Work to be completed:
Leaving out every picture, quote the data below exactly as it appears.
====
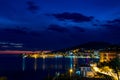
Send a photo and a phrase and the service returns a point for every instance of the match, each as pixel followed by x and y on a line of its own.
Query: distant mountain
pixel 94 45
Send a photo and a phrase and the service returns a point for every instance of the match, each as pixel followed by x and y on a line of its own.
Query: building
pixel 106 56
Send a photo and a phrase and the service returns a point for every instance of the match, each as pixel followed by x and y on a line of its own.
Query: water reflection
pixel 53 63
pixel 23 63
pixel 35 64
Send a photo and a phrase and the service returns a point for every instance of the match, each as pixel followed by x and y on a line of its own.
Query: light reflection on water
pixel 14 63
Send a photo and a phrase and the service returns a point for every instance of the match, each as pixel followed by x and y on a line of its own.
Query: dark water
pixel 15 67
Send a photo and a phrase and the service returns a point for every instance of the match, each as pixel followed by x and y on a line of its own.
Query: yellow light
pixel 71 70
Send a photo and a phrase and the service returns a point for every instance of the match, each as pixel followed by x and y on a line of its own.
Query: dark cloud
pixel 21 31
pixel 113 26
pixel 15 31
pixel 115 21
pixel 75 17
pixel 57 28
pixel 77 28
pixel 32 7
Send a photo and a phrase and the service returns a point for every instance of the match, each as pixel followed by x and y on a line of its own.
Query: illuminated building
pixel 106 56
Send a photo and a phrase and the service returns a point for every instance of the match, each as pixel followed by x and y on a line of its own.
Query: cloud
pixel 115 21
pixel 57 28
pixel 113 26
pixel 32 7
pixel 75 17
pixel 21 31
pixel 77 28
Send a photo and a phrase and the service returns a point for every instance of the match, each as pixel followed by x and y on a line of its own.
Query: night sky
pixel 55 24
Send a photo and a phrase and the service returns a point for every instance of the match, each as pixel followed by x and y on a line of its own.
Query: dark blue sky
pixel 54 24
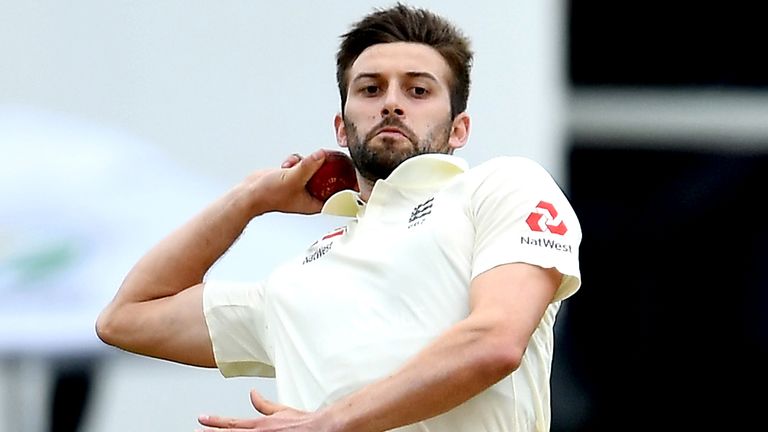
====
Written response:
Send a photo and a phrase and the service returns a point for every instance of the match, each as pixel followed by x and y on a line of its own.
Query: distant mountain
pixel 94 45
Send a photo and a phrase and the service returns a point for every instance of the match, each as pixel followed by x and y on a line of its own.
Query: building
pixel 106 56
Send a photo and a phrase and the service returns a point for every instance of the match, each as pixel followed by x and y on a line of its own.
Query: water reflection
pixel 53 63
pixel 23 63
pixel 35 64
Send a photo and a phrase and the service returns a point for every instance of the match, each as pixel followed by x and y on a line of its own.
Query: light reflection on water
pixel 14 63
Send a photo and a phrase and the service returns a point for every instance of the match, each as pixel followed by x and y on a line of its own.
Query: dark water
pixel 15 67
Send a photo and a phrase and the service returns a point for every instance of the match, each as pixel followed by x and y on a line of its own.
Query: yellow light
pixel 71 70
Send a photo and a phrase and the service returns a point for every instance of the match, each as pixel followed by x and y on a line of its own.
Query: dark cloud
pixel 21 31
pixel 113 26
pixel 15 31
pixel 115 21
pixel 75 17
pixel 57 28
pixel 77 28
pixel 32 7
Send a photo and a phrase and the service returns a point for every instance of the match, each as pixel followed by x and y on a line of its own.
Query: illuminated building
pixel 106 56
Send a photo and a phrase and the service returns a point for every instance of the match, each as pixel followed by x and y on a line of its own.
Query: cloud
pixel 115 21
pixel 57 28
pixel 113 26
pixel 32 7
pixel 75 17
pixel 21 31
pixel 77 28
Send a photo and a phrase and the service returns a point for every instance of the match, each as pixel followed by x and y on a line of its own.
Query: night sky
pixel 55 24
Send a photo and a phrase and the service returns a point for every instance of the match, each as pixel followed by x and y on a line of its own.
Query: dark blue sky
pixel 54 24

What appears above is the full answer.